**What you are asked to do:** Each line below should be retyped exactly, with no pictures.

**Data to use:**
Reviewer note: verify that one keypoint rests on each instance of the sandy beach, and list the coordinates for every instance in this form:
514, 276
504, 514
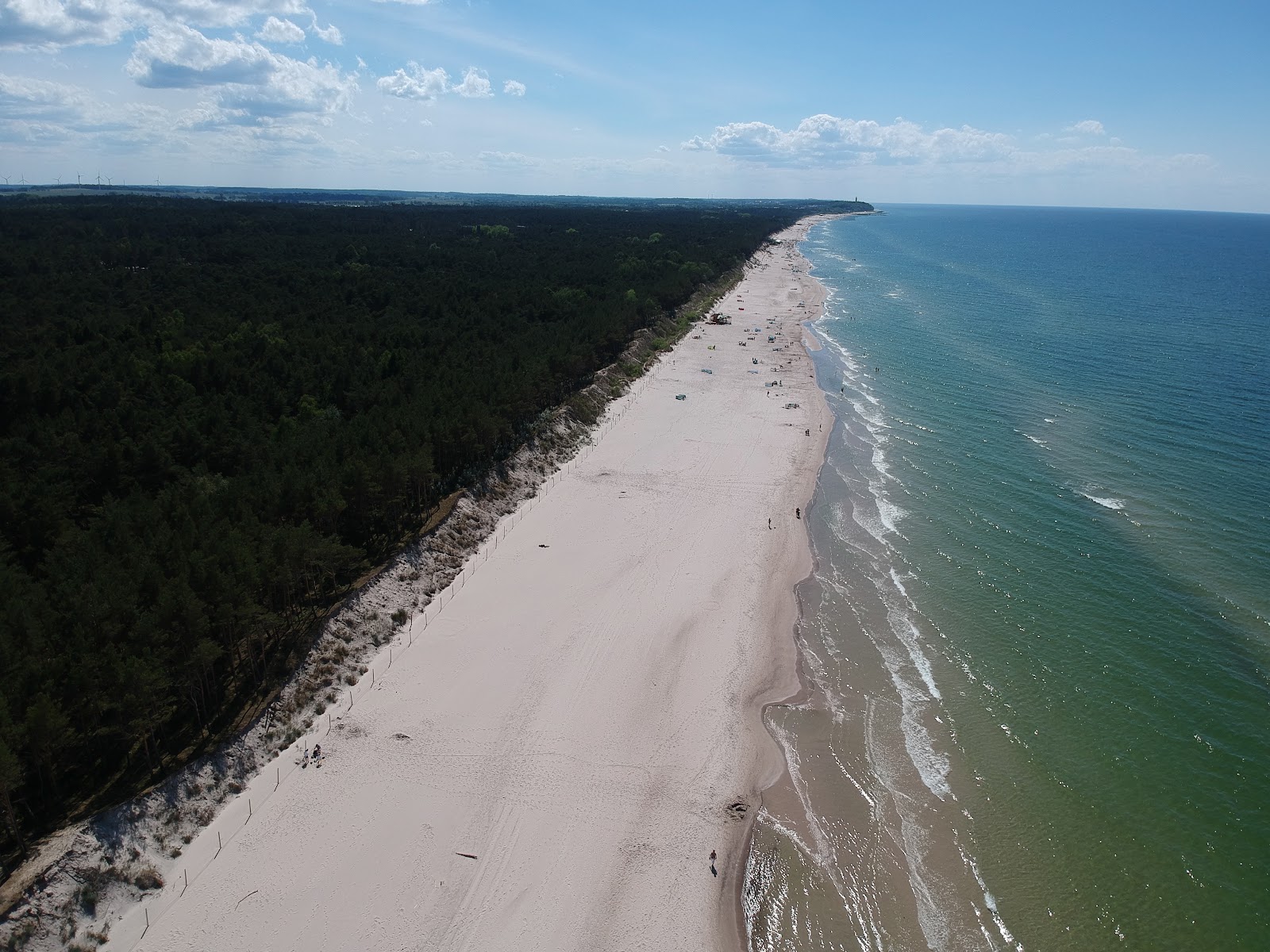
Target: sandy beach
552, 755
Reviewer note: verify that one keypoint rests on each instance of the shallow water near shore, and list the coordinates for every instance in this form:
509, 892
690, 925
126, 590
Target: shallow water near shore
1038, 636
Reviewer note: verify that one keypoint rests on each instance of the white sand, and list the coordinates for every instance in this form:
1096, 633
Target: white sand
578, 717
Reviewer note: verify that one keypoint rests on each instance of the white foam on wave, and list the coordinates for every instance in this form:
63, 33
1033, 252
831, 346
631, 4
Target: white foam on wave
1105, 501
891, 514
991, 903
1041, 443
910, 636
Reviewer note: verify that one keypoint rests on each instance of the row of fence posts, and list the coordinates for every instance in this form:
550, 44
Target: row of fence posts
479, 558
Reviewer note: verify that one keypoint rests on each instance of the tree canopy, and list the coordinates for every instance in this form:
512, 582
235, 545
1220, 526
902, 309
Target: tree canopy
216, 416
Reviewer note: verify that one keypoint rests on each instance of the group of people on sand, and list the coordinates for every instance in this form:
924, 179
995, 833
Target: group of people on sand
315, 755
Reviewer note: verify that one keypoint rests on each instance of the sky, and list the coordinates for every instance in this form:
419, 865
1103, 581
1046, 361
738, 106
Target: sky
1111, 105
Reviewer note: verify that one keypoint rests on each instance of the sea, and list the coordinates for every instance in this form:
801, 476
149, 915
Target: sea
1037, 640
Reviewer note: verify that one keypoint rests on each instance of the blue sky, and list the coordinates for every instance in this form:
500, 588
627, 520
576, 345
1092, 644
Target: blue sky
1133, 105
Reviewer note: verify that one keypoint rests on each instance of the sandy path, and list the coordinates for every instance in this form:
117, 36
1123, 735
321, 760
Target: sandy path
581, 716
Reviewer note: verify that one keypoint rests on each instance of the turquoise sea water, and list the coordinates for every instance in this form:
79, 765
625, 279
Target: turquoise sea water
1045, 520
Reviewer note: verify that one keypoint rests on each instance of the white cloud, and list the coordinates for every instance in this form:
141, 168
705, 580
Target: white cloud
508, 159
416, 83
51, 25
251, 82
825, 140
276, 31
827, 143
1089, 127
475, 86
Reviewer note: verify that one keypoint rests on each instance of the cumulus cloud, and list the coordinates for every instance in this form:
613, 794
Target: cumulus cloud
51, 25
823, 139
508, 159
475, 86
827, 141
1089, 127
416, 83
252, 83
276, 31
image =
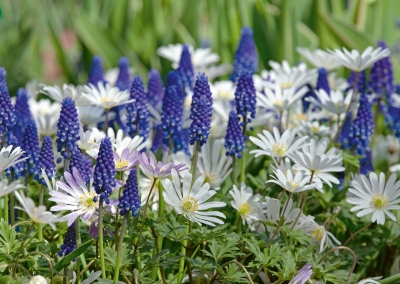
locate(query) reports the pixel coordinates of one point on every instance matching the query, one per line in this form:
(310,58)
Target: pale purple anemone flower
(126,161)
(77,197)
(158,170)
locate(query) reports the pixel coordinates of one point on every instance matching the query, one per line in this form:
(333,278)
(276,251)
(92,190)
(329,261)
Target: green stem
(101,241)
(119,250)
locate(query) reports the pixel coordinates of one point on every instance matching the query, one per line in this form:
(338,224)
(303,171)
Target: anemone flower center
(245,208)
(279,149)
(189,204)
(378,201)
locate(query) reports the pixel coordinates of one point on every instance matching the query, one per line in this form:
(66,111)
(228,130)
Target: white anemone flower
(311,228)
(7,188)
(106,96)
(277,146)
(280,99)
(314,161)
(74,197)
(38,215)
(214,164)
(320,58)
(249,206)
(68,91)
(359,62)
(191,200)
(10,156)
(373,196)
(291,181)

**Response for this exercise:**
Reviewer note: verify that one keypoint rests on each instance of the sandy beach, and list the coordinates for every instance in this form:
514, 276
504, 514
Target: sandy beach
552, 755
Reviewer note: verify that one keypoint rests on each instance of the shallow water near shore, and list the coordinates for every instance in this form:
509, 892
690, 925
126, 590
Target: shallow water near shore
1038, 636
Reviewer note: verify that one keypoint rests on each instance of the white sand, and list the coordinates for every instance in this form:
1096, 633
Target: white sand
578, 717
Reviewer note: verify that one keypoint rests on each instance of the white foam on wave, and list the coordinates for every instance in this form:
63, 33
1033, 252
831, 346
631, 4
Target: white foam on wave
1105, 501
891, 514
991, 903
1041, 443
910, 636
Reviewer note: verify that one keypoint rests on each instance of the row of fence posts, and list the coordinates for every instance in this form:
550, 44
Target: row of fence posts
479, 558
Reviewer note: verify that one keypoint rests on each instance of the tree canopy, and list the coordinates for every instance in this form:
512, 582
235, 545
1220, 526
902, 309
Target: tree canopy
216, 416
Reviewer note: verify that one keypoint rests on each instance of the group of people on sand, and list the coordinates for every instance in this form:
924, 179
995, 833
Target: group of people on sand
315, 755
Reviewer note: verify that one keypoint rests on each instance of the sky, and list the coordinates for every instance in this form:
419, 865
1103, 581
1046, 361
738, 106
Target: sky
1111, 105
Reviewer note: verify that one keypoint rests on each instance of the sea, and list the coordinates for every instance in this form:
801, 476
149, 915
Target: sea
1037, 640
Reviewer note: verify that one keypoint rests on each instance of the blue sky, and list the coordinates for every instance in this form:
500, 588
627, 520
576, 345
1092, 644
Target: blue sky
1133, 105
Reviewer note: verify that one keypoint rests on each instance of the sandy path, and list the coordinates for every instance in this form:
117, 36
1123, 735
321, 760
Target: sandy path
581, 716
Reviewer note: verify that one keypoint rests on each instance of the turquoise sea water, and list the coordinates for every instance in this form:
79, 765
625, 279
Target: turquoise sea water
1045, 520
Reviewer note: verify that one keypoint rests on each instance of the white cloud, and list the coordinates for every instance in this form:
141, 168
705, 580
Target: white cloud
508, 159
416, 83
51, 25
251, 82
825, 140
276, 31
827, 143
1089, 127
475, 86
Reviewer note: verify that one keypoint rests on each instance of the cumulus cloud, and list the coordinates for every instance in this form:
613, 794
Target: cumulus cloud
51, 25
823, 139
508, 159
475, 86
827, 141
1089, 127
416, 83
252, 83
276, 31
image =
locate(query) reports the pixel coordinates of one point on every instance matching the query, one per line in this form:
(310,58)
Target: pale purple anemone flower
(126,161)
(77,197)
(158,170)
locate(query) reports the pixel coordinates of one point on every instance matching the query, one per line in this form:
(333,278)
(276,251)
(92,190)
(329,261)
Target: green stem
(101,241)
(119,250)
locate(query) reports the pixel coordinates of one point on every instance matching the query, one per line in this form:
(338,224)
(303,171)
Target: anemone flower center
(245,208)
(279,149)
(189,204)
(378,201)
locate(query) reports the pixel coordinates of one point on every instance matching the query, one per line in this form:
(66,111)
(228,130)
Target: white anemone flower
(311,228)
(7,188)
(106,96)
(277,146)
(280,99)
(314,161)
(74,197)
(38,215)
(214,164)
(320,58)
(249,206)
(68,91)
(359,62)
(191,200)
(10,156)
(373,196)
(291,181)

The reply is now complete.